▸ DATA ENTRIES
★ ★ ★ ★ ★

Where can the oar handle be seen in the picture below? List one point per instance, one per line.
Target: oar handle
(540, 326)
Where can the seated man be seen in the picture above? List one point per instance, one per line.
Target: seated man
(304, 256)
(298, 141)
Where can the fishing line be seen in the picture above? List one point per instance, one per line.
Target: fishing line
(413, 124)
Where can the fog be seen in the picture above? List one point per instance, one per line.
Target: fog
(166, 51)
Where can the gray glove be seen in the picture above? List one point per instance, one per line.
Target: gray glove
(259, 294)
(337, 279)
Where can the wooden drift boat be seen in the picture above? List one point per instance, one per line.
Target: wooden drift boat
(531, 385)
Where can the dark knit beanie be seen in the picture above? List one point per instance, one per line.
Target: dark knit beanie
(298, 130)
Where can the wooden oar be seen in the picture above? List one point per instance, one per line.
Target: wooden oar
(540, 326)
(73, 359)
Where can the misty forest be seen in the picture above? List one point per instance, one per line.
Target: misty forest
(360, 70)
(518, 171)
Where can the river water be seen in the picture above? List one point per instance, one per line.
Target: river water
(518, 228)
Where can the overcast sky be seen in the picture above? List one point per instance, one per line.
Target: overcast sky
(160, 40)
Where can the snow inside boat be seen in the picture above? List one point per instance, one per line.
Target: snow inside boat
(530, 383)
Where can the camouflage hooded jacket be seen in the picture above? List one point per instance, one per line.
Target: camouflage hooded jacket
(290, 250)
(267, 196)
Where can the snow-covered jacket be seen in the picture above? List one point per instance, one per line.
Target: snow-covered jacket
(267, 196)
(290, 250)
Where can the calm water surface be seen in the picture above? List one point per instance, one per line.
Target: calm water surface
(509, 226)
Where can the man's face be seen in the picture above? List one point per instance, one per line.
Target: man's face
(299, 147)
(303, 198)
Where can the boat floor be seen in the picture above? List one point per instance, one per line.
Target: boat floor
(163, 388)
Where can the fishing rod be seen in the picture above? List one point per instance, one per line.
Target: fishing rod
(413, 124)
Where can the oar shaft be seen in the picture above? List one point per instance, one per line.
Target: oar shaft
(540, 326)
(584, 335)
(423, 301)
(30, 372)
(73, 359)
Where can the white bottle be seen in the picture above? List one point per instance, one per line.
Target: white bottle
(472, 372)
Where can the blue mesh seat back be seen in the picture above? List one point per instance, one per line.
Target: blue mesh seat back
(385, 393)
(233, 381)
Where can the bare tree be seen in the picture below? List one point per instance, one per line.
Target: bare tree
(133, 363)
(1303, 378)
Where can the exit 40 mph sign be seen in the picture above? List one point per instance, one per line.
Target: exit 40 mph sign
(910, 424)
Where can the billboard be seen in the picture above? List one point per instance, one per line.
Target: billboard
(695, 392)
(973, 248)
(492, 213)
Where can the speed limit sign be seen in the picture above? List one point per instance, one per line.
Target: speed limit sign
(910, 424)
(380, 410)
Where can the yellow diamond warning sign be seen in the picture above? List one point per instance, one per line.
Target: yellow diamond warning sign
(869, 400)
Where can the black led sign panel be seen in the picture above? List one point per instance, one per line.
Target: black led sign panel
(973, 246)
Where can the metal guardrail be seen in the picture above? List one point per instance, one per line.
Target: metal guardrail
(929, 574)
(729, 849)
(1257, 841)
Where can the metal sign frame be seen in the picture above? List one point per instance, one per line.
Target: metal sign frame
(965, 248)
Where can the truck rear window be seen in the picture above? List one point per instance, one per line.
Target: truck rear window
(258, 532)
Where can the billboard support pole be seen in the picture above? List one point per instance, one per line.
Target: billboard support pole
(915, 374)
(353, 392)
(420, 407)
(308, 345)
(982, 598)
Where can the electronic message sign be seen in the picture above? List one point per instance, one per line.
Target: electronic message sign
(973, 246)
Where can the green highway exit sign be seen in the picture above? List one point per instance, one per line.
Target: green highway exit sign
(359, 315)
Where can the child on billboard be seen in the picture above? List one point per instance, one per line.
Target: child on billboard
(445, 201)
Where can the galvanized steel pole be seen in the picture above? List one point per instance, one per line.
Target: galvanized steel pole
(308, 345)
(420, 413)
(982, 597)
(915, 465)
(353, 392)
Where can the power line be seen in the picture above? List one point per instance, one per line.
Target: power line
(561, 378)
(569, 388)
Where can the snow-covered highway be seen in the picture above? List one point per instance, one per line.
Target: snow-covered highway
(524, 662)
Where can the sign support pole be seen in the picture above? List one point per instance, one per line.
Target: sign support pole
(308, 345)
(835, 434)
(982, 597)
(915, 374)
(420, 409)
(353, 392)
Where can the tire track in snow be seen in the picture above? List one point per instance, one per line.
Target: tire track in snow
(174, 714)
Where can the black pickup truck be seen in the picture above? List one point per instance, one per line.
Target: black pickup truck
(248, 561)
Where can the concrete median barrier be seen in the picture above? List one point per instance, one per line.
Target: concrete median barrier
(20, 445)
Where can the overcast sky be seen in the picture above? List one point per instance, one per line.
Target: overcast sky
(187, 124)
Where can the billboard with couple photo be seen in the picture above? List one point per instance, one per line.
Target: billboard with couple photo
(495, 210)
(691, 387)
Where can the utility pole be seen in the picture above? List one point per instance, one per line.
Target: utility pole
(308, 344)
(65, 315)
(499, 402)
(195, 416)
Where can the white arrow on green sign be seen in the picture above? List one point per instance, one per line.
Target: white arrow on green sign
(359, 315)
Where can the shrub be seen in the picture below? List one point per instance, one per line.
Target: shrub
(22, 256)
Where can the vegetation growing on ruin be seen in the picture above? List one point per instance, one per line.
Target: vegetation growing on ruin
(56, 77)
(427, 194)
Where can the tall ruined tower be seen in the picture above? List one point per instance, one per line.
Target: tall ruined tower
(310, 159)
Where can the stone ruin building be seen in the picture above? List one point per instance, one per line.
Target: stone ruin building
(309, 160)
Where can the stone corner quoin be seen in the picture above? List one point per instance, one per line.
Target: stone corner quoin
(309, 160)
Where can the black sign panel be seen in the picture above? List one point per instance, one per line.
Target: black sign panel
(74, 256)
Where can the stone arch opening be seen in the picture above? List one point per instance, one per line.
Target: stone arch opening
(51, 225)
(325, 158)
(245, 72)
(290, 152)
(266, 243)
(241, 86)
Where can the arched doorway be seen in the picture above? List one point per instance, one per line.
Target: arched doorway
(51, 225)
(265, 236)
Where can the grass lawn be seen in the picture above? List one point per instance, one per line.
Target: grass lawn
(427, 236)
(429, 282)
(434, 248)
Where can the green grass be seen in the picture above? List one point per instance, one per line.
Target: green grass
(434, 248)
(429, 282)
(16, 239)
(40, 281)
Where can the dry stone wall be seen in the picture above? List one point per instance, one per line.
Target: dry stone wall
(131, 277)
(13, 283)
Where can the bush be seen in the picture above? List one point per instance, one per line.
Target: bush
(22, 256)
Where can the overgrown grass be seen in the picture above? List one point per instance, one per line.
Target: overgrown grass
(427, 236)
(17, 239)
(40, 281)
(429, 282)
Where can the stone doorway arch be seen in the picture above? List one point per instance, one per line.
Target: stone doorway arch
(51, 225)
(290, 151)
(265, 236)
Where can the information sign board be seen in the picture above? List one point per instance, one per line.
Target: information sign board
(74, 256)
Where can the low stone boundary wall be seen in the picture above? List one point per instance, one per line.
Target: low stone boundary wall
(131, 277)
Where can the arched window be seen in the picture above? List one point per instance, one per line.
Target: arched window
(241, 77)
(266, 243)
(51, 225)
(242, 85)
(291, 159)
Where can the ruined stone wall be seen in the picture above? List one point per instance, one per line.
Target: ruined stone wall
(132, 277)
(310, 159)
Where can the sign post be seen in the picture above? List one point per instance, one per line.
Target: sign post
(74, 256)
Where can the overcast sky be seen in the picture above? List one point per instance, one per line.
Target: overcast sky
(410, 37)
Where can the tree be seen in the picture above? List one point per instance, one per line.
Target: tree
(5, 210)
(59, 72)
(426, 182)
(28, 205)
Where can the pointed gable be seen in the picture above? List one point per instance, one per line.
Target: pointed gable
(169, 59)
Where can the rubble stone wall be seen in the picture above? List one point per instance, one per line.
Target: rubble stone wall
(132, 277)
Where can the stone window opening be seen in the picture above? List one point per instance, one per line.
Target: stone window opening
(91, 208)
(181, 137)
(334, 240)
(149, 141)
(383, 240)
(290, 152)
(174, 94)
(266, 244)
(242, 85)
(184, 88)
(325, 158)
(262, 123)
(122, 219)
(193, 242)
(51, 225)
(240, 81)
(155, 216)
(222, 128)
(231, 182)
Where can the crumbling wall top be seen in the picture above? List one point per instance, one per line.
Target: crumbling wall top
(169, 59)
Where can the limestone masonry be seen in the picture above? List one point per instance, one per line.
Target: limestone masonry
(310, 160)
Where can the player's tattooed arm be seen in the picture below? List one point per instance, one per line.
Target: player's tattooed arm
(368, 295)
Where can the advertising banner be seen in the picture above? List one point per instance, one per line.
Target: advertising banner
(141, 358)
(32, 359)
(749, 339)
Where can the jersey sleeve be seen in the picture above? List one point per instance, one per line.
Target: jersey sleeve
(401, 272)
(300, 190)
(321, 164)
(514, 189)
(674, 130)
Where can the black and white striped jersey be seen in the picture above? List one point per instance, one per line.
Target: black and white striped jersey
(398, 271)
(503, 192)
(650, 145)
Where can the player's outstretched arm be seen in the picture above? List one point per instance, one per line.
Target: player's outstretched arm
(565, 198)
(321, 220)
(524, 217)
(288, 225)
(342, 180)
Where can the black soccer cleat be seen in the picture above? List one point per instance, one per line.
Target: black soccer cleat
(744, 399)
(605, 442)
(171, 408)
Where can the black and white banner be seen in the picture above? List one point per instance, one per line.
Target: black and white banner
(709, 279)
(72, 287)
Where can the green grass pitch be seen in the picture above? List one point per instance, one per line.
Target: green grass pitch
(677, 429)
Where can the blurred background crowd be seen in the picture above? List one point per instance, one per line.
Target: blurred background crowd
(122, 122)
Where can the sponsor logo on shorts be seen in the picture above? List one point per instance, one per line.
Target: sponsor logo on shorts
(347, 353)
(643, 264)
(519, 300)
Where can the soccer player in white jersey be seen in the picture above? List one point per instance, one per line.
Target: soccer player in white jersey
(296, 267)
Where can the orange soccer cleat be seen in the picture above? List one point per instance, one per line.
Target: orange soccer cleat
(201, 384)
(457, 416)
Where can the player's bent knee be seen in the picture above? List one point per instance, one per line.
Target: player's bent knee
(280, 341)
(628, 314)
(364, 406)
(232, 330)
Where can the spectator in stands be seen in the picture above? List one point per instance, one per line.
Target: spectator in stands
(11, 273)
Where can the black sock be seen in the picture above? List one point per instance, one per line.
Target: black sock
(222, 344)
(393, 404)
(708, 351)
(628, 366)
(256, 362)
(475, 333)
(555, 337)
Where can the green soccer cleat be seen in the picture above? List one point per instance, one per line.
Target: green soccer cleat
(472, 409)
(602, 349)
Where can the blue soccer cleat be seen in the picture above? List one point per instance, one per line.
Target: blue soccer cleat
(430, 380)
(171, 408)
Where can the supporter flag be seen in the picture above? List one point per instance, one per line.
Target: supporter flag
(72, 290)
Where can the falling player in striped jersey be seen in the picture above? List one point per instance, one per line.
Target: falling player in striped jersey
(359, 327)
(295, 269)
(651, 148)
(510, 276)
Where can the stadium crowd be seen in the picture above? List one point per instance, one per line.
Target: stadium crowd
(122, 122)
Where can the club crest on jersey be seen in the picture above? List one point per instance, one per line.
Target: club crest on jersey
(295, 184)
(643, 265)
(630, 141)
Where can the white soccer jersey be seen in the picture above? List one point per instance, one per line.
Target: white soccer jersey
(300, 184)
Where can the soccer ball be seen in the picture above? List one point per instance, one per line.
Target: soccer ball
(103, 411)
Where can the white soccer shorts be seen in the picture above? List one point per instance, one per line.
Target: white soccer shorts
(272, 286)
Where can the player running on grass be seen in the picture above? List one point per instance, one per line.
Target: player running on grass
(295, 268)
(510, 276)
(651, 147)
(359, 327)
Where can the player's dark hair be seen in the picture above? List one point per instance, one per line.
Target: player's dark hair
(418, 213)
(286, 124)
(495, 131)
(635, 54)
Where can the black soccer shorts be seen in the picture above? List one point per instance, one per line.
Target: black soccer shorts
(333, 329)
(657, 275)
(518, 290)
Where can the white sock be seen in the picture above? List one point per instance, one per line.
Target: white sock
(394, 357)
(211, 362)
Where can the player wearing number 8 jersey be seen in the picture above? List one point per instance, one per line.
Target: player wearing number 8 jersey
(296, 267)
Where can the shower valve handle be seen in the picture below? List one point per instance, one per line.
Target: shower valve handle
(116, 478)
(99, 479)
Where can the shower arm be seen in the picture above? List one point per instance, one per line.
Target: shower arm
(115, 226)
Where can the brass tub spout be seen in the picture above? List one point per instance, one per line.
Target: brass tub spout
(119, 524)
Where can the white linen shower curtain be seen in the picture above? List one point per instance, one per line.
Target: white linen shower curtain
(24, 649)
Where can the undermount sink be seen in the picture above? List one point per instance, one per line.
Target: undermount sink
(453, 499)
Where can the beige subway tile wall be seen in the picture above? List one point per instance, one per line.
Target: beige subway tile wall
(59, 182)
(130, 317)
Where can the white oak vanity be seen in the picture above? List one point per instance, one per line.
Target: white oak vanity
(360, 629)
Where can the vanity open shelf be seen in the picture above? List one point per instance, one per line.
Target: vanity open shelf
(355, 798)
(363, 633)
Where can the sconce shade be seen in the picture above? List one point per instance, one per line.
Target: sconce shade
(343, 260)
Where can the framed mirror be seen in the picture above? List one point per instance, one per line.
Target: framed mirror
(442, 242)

★ ★ ★ ★ ★

Take the line that contains "Where can the white linen" and each line after it down to the last of the records, and retype them exactly; add nothing else.

Where can the white linen shower curtain be seen in the picture above? List one point per instance, one per line.
Target: white linen shower curtain
(24, 649)
Where can the undermount sink be seen in the picture above? List one point per instance, one per line.
Target: undermount sink
(453, 499)
Where can the beige subway tile wall be seen in the picture above? List one point per instance, one per line.
Target: beige subway tile wall
(59, 182)
(130, 317)
Where can the white oak vanity be seen in the picture above? List one point per instance, one per line.
Target: white oak vanity
(360, 629)
Where can the vanity open shelf be seen in the picture above? List one point per instance, one per line.
Target: vanity open shelf
(355, 798)
(363, 633)
Where can the sconce shade be seen in the picture above? List one point per instance, one per line.
Target: sconce shade
(343, 260)
Where can the framed mirror be seen in the picture above? List one point per instance, one per line.
Target: framed mirror
(442, 242)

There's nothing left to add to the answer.